→ **WHAT IS BEING ASKED**
Please reproduce all of the lines below, word for word and in full.

── DATASET

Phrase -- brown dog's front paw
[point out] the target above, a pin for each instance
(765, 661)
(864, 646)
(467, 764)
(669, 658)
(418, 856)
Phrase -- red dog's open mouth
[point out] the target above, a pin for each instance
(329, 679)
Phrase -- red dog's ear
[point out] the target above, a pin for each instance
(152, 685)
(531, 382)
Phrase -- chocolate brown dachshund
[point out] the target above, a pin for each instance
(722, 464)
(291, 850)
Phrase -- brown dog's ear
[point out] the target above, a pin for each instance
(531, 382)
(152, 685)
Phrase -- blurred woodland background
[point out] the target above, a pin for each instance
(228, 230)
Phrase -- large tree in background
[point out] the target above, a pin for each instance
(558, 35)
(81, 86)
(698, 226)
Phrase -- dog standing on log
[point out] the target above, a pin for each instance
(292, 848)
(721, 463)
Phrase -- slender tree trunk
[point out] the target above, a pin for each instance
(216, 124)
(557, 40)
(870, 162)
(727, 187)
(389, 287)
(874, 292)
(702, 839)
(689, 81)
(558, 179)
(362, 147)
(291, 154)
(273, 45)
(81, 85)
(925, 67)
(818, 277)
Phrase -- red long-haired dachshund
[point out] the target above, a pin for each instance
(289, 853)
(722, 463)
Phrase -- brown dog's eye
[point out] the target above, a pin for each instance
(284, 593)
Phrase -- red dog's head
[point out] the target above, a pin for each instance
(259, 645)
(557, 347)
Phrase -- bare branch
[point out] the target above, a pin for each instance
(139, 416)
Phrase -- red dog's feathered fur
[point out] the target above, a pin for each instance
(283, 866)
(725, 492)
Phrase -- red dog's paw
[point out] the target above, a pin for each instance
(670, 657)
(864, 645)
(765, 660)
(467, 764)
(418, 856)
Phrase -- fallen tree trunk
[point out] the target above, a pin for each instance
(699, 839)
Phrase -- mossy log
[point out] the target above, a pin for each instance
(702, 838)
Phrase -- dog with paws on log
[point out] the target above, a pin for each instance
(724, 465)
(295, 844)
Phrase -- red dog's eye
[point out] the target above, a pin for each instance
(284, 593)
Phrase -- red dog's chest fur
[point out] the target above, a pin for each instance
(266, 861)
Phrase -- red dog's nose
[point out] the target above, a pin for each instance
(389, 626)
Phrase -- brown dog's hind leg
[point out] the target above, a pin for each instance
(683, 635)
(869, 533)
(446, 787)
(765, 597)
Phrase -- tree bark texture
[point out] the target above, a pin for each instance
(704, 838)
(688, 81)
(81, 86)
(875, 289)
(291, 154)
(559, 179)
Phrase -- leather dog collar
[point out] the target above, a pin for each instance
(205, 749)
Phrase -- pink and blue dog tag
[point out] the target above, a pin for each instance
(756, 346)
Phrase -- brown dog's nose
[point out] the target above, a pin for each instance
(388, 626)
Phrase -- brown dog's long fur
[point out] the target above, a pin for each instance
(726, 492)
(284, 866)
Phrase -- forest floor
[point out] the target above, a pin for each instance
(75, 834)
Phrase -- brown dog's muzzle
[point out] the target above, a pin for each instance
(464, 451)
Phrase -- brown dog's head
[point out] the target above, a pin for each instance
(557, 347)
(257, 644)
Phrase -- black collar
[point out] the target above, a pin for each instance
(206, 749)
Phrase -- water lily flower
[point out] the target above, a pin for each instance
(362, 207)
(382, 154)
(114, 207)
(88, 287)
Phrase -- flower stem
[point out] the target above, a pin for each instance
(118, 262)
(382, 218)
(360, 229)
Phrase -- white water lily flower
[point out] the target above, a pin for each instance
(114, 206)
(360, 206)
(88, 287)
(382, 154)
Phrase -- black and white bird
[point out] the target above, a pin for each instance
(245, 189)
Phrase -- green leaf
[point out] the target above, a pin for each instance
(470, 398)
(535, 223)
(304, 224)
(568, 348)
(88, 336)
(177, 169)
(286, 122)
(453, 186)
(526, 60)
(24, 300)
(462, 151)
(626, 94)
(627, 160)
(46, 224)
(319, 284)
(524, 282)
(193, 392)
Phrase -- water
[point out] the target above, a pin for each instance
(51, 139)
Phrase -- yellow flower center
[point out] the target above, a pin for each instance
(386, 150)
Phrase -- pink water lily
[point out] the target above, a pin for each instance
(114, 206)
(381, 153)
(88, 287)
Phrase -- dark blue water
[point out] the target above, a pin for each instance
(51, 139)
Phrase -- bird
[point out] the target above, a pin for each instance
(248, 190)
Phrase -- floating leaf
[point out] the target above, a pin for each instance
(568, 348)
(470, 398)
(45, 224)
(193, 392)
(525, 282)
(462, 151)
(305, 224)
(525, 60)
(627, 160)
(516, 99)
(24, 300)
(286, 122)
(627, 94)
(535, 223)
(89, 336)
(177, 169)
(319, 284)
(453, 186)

────

→ **RESULT**
Phrase -- brown dog's front paw
[point out] the target above, a pin for each instance
(765, 661)
(864, 646)
(467, 764)
(669, 658)
(418, 856)
Phrase -- red dog's open mouth
[point out] the target above, a pin for each instance
(329, 679)
Phrase -- red dog's ear
[point out] the target above, a pin for each instance
(152, 685)
(531, 382)
Phrase -- chocolate brown dachshund
[point out] the target above, a pin for each instance
(722, 464)
(291, 850)
Phrase -- brown dog's ear
[point out] the target above, a pin for each instance
(531, 382)
(152, 685)
Phrase -- blurred woodland background
[point out] the target above, a pin for each instance
(228, 230)
Phrase -- large tree in background
[point out] the target above, a pin for each instance
(558, 35)
(81, 86)
(698, 226)
Phrase -- dog standing on log
[point out] the target above, a pin for each instance
(292, 848)
(721, 463)
Phrase -- slender tree trunk
[point out] the target above, a pin for each instance
(216, 124)
(557, 40)
(870, 162)
(727, 187)
(389, 287)
(874, 292)
(702, 839)
(689, 81)
(558, 179)
(362, 147)
(291, 154)
(273, 45)
(81, 85)
(925, 67)
(818, 277)
Phrase -- red long-haired dachshund
[point out] the target above, a pin for each instance
(289, 853)
(722, 463)
Phrase -- brown dog's eye
[point out] the target above, a pin for each instance
(284, 593)
Phrase -- red dog's head
[point out] the target above, a pin for each instance
(259, 645)
(557, 347)
Phrase -- bare branch
[point out] the target above, a pin for each instance
(139, 416)
Phrase -- red dog's feathered fur
[point out] the target above, a pin for each instance
(283, 866)
(725, 492)
Phrase -- red dog's paw
[point out] the target above, a pin for each instance
(670, 657)
(864, 645)
(765, 660)
(467, 764)
(418, 856)
Phrase -- fallen tree trunk
[point out] the target above, a pin for each instance
(699, 839)
Phrase -- mossy log
[point out] the target above, a pin for each instance
(702, 838)
Phrase -- dog with paws on log
[point out] the target above, a pin for each instance
(724, 465)
(295, 844)
Phrase -- red dog's eye
[point out] the target above, a pin for each instance
(284, 593)
Phrase -- red dog's chest fur
[point out] the target above, a pin for each instance
(266, 861)
Phrase -- red dog's nose
[point out] the target above, a pin for each instance
(389, 626)
Phrase -- brown dog's hind leg
[point out] the target above, a pin for each instance
(683, 635)
(869, 533)
(446, 787)
(765, 597)
Phrase -- tree bark texture
[point out] the target above, a pin for each instance
(704, 838)
(688, 81)
(81, 86)
(875, 289)
(291, 154)
(559, 179)
Phrase -- leather dog collar
[point out] the target above, a pin for each instance
(205, 749)
Phrase -- pink and blue dog tag
[point out] the target above, a pin for each instance
(756, 346)
Phrase -- brown dog's nose
[point out] the target above, a pin for each instance
(388, 626)
Phrase -- brown dog's long fur
[point out] the target above, a pin for each instance
(726, 492)
(284, 866)
Phrase -- forest floor
[point out] the target above, a pin for each instance
(75, 834)
Phrase -- brown dog's muzzle
[point out] the target above, a pin for each instance
(464, 451)
Phrase -- brown dog's head
[point out] the target above, a pin for each instance
(557, 347)
(257, 644)
Phrase -- black collar
[point out] the target above, a pin for each instance
(206, 749)
Phrase -- water lily flower
[point out] the target above, a pin for each instance
(362, 207)
(382, 154)
(114, 207)
(88, 287)
Phrase -- flower stem
[point out] the target above, a pin for each instance
(118, 262)
(382, 218)
(360, 229)
Phrase -- white water lily flower
[point out] the target above, a pin for each instance
(114, 206)
(360, 206)
(88, 287)
(382, 154)
Phrase -- black and white bird
[point out] the target above, a pin for each instance
(245, 189)
Phrase -- green leaf
[point out] the target above, a pin for each instance
(470, 398)
(535, 223)
(304, 224)
(568, 348)
(88, 336)
(177, 169)
(286, 122)
(453, 186)
(526, 60)
(24, 300)
(462, 151)
(626, 94)
(627, 160)
(46, 224)
(319, 284)
(524, 282)
(193, 392)
Phrase -- water
[point out] the target above, a pin for each instance
(51, 139)
Phrase -- yellow flower center
[point out] the target above, a pin for each instance
(386, 150)
Phrase -- pink water lily
[point out] the target above, a pin for each instance
(114, 206)
(381, 153)
(88, 287)
Phrase -- dark blue water
[point out] the target above, a pin for each instance
(51, 139)
Phrase -- bird
[point out] the target above, a pin for each instance
(248, 190)
Phrase -- floating leaf
[point out] the target above, a pin for each instance
(568, 348)
(470, 398)
(45, 224)
(193, 392)
(525, 282)
(462, 151)
(305, 224)
(525, 60)
(627, 160)
(516, 99)
(24, 300)
(286, 122)
(627, 94)
(535, 223)
(89, 336)
(177, 169)
(319, 284)
(453, 186)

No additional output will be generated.